- _The problem_:
Locate each line in the listing below that contains the word "blue" and copy those lines.
++++++++++++++++++++
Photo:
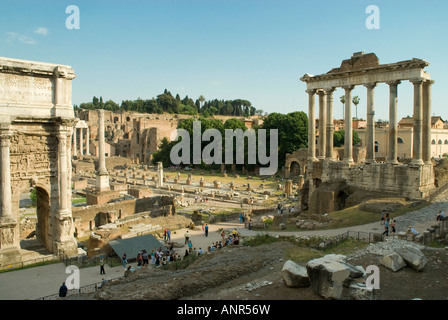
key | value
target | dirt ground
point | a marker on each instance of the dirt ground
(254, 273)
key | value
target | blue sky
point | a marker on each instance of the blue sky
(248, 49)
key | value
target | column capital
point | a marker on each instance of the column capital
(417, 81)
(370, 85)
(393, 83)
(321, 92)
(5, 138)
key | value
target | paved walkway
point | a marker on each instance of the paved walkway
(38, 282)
++++++++++++++++++++
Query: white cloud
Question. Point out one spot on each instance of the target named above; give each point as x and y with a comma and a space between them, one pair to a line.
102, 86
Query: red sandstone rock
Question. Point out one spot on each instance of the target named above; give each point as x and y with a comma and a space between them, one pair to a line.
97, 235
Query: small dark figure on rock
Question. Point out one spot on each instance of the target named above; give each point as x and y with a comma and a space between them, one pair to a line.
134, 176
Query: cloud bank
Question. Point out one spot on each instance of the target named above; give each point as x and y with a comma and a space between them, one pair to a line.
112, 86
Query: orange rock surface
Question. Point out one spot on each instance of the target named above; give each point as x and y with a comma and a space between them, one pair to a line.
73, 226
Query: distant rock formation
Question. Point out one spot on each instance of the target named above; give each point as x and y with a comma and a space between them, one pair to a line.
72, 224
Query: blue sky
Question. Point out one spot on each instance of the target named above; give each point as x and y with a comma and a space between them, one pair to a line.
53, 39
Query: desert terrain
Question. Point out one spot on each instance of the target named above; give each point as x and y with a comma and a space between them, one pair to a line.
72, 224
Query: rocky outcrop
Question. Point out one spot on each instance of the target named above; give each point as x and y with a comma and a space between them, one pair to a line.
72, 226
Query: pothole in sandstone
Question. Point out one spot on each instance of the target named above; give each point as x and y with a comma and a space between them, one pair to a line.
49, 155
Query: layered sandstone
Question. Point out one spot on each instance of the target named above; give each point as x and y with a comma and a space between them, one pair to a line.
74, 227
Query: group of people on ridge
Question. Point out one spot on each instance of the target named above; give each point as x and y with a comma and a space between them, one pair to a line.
++++++++++++++++++++
- _Exercise result_:
target | blue sky
point | a marker on each instance of the blue sky
Query: blue sky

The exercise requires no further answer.